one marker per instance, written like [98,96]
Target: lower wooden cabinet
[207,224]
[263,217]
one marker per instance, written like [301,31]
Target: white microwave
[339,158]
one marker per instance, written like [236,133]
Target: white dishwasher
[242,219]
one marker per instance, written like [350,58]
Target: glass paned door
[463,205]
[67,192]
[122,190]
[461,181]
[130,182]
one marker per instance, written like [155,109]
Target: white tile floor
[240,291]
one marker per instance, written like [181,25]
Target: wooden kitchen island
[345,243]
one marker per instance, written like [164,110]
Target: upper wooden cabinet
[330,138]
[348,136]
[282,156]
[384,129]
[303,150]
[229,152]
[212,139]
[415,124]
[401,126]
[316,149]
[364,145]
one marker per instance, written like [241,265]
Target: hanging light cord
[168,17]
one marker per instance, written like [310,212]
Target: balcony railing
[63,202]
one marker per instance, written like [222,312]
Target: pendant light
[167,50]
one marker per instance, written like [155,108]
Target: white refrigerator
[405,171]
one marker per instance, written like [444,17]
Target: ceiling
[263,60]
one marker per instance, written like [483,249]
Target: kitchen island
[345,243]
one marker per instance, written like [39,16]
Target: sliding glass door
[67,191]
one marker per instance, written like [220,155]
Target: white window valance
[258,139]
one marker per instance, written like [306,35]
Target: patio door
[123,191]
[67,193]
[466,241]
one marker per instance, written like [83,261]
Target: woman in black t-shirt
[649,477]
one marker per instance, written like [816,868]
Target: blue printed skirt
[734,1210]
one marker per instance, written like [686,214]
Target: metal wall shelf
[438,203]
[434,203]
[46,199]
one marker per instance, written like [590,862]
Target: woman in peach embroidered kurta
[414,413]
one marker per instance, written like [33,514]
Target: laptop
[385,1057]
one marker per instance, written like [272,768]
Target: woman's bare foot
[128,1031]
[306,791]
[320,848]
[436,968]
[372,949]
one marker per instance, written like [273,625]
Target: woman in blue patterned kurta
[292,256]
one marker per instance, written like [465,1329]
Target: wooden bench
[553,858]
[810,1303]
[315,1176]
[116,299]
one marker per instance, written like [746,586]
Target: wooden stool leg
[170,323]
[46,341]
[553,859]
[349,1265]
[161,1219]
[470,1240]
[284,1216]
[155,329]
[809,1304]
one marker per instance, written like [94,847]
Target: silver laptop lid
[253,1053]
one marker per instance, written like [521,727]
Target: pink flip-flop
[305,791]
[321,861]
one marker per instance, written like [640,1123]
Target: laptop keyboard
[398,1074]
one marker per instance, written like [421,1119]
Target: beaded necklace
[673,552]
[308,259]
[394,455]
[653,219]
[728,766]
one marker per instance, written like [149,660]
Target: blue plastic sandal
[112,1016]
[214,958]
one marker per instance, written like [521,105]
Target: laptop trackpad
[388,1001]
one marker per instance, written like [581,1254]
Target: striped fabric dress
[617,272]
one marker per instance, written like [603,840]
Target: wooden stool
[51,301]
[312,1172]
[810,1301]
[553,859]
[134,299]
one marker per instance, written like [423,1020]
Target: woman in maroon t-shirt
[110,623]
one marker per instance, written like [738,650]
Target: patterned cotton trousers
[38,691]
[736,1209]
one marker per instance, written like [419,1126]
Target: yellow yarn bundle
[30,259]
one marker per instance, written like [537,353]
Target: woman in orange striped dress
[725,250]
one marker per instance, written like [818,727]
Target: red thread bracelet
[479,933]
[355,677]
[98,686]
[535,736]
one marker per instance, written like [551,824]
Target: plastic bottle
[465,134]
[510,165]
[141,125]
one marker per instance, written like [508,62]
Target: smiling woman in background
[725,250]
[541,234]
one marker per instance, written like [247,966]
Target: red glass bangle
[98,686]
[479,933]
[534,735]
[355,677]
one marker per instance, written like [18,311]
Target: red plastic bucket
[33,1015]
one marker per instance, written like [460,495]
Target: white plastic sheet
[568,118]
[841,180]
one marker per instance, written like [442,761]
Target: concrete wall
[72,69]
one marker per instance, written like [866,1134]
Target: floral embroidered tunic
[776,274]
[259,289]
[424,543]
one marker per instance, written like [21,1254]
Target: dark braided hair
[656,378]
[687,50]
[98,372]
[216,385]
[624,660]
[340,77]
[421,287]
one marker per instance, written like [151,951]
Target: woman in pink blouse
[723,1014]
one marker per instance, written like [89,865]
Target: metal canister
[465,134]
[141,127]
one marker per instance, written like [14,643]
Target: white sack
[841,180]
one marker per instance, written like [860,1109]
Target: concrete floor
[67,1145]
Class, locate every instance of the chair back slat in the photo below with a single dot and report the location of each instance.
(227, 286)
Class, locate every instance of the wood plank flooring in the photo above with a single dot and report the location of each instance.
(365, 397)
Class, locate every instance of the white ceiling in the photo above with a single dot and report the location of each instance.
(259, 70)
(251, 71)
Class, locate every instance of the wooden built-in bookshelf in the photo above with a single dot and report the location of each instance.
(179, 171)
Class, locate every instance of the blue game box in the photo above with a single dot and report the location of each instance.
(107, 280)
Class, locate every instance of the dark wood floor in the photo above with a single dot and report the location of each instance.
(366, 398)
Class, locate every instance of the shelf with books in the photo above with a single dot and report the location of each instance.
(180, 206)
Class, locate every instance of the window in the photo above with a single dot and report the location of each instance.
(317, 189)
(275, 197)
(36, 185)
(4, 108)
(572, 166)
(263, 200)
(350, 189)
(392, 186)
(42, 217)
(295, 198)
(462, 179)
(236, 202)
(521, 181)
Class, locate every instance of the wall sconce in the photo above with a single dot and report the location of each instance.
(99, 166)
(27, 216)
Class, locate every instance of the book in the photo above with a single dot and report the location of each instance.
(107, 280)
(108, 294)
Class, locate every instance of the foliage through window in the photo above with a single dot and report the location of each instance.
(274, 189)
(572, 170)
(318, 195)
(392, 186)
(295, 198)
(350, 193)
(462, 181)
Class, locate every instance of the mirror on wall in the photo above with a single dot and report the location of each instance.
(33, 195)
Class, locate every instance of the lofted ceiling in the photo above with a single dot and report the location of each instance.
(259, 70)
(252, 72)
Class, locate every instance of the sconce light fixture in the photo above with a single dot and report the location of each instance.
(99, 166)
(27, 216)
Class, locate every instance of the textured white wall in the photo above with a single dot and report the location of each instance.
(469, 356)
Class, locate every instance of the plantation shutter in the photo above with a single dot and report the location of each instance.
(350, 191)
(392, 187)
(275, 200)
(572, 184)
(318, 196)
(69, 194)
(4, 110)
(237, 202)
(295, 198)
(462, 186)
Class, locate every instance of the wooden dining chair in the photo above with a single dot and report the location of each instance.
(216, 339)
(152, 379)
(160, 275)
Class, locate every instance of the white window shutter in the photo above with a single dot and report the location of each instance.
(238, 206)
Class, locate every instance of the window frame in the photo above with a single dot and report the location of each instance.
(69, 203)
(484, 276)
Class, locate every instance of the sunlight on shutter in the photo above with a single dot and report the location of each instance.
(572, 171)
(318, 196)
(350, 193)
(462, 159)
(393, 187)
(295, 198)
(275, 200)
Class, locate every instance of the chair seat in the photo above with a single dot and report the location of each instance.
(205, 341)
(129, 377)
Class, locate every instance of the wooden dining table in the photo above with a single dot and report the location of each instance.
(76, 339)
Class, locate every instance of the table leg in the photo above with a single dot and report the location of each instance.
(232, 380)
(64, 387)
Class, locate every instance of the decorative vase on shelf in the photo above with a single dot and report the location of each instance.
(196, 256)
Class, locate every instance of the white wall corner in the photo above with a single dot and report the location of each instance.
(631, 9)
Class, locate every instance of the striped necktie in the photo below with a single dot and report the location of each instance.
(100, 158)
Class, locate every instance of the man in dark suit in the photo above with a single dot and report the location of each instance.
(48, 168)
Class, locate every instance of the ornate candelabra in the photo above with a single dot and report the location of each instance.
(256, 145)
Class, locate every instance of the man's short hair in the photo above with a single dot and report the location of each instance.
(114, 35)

Task statement - Copy out the range of lines above starting at the line with "Target: upper wooden cabinet" and ending at the line with "one marker per instance, written like [746,586]", exactly and including both.

Solution to this task -
Target: upper wooden cabinet
[330,138]
[348,136]
[282,156]
[384,129]
[303,150]
[229,152]
[212,139]
[415,124]
[401,126]
[316,149]
[364,145]
one marker per instance, written like [241,265]
Target: hanging light cord
[168,17]
one marker per instance, written like [310,212]
Target: balcony railing
[63,202]
one marker per instance, written like [222,312]
Target: pendant light
[167,50]
one marker per instance, written like [155,108]
Target: white refrigerator
[405,171]
one marker per instance, written like [444,17]
Target: ceiling
[263,60]
one marker per instance, written like [483,249]
Target: kitchen island
[345,243]
one marker per instance, written like [39,16]
Target: sliding glass door
[67,191]
one marker per instance, written like [220,155]
Target: white window valance
[258,139]
one marker per instance, written like [306,35]
Target: patio door
[123,191]
[67,193]
[466,241]
one marker per instance, written like [83,261]
Target: woman in black t-shirt
[649,477]
one marker per instance, written like [816,868]
Target: blue printed skirt
[734,1210]
one marker per instance, written like [686,214]
Target: metal wall shelf
[438,203]
[434,203]
[46,199]
one marker per instance, written like [590,862]
Target: woman in peach embroidered kurta
[414,413]
one marker per instance, written like [33,514]
Target: laptop
[385,1057]
one marker per instance, written like [272,768]
Target: woman's bare foot
[128,1031]
[306,791]
[320,848]
[436,968]
[372,949]
one marker per instance, written like [273,625]
Target: woman in blue patterned kurta
[292,256]
one marker per instance, written like [465,1329]
Target: wooden bench
[553,858]
[810,1303]
[315,1176]
[116,299]
one marker per instance, written like [746,586]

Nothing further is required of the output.